# Aim of the exercise:
From the article on Delaware water research below, return everything from "Scientists and researchers" down to "about the solutions.", copied word for word.

# Passage for review:

+-------+

Deep in northern Delaware marshes, dangerous metals and pollutants such as arsenic float securely deep in layers of mud, far from harming thousands of nearby neighbors.
But when sea levels rise in coming decades and saltwater reaches those toxic tombs, could all of that hidden arsenic find its way into Delaware’s drinking water supplies?
That’s an excellent question, and one that Delaware native and scientist Matt Fischel wants to answer.
“We don’t want these contaminants to be in our drinking water,” said Fischel, a graduate student at the University of Delaware. “By understanding what could be happening with future sea level rise, we can sort of manage the risks and try to prevent arsenic and other contaminants from being released into the environment.”
Potential water-related crises like the one above are not unique to Delaware, and the First State’s higher education facilities are taking advantage of their in-house researchers and students to launch a slew of state- and federally funded research projects.
Project WiCCED, which stands for “Water in the Changing Coastal Environment of Delaware,” received $19 million in funding from the National Science Foundation. That grant is from the Established Program to Stimulate Competitive Research, or EPSCoR.
The 2018 money starts a new five-year track of research and projects mainly focused on the St. Jones River, Murderkill River and Inland Bays watersheds. This is the fourth such grant for research projects in Delaware since 2003.
Scientists and researchers from the University of Delaware, Delaware State University, Wesley College and Delaware Technical Community College will work together with their students to take a closer look at challenges facing the water supplies that residents, businesses, farmers and wildlife rely on for survival.
“It’s a huge project,” said Messer, Project WiCCED’s principal investigator. “There really is no start or stop to a wicked problem. When do you stop caring about water quality? Never.”
But it’s not just about identifying and understanding the problems, Messer said. It’s also about the solutions.

+-------+

# The data:
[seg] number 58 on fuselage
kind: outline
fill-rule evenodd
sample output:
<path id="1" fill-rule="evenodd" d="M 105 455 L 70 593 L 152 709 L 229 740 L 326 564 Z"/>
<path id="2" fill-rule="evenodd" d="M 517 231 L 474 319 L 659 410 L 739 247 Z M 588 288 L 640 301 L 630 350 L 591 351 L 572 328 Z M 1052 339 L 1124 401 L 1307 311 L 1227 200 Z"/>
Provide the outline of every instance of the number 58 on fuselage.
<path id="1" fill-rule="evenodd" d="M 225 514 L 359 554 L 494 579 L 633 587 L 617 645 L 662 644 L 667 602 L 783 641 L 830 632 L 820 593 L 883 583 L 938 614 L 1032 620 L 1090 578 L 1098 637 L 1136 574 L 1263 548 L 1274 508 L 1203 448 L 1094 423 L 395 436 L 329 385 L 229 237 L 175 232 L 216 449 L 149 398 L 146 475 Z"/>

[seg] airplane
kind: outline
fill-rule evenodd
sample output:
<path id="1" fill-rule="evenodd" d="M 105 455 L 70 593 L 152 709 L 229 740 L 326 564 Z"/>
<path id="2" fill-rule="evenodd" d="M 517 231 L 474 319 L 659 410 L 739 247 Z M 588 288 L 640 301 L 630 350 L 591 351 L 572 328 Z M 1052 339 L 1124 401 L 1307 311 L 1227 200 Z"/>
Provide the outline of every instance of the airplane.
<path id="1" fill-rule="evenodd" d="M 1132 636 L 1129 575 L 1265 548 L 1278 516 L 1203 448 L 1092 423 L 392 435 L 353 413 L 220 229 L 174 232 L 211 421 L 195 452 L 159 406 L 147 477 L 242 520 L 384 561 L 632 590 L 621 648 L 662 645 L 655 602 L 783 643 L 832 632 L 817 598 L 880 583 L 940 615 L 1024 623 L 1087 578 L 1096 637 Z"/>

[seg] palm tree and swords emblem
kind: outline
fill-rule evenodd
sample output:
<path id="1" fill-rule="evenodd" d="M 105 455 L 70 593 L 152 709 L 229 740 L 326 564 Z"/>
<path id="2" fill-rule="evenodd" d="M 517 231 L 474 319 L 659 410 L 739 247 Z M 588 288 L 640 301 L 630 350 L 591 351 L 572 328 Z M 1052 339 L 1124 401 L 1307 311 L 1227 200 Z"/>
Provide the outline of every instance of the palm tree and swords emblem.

+-------+

# Solution:
Scientists and researchers from the University of Delaware, Delaware State University, Wesley College and Delaware Technical Community College will work together with their students to take a closer look at challenges facing the water supplies that residents, businesses, farmers and wildlife rely on for survival.
“It’s a huge project,” said Messer, Project WiCCED’s principal investigator. “There really is no start or stop to a wicked problem. When do you stop caring about water quality? Never.”
But it’s not just about identifying and understanding the problems, Messer said. It’s also about the solutions.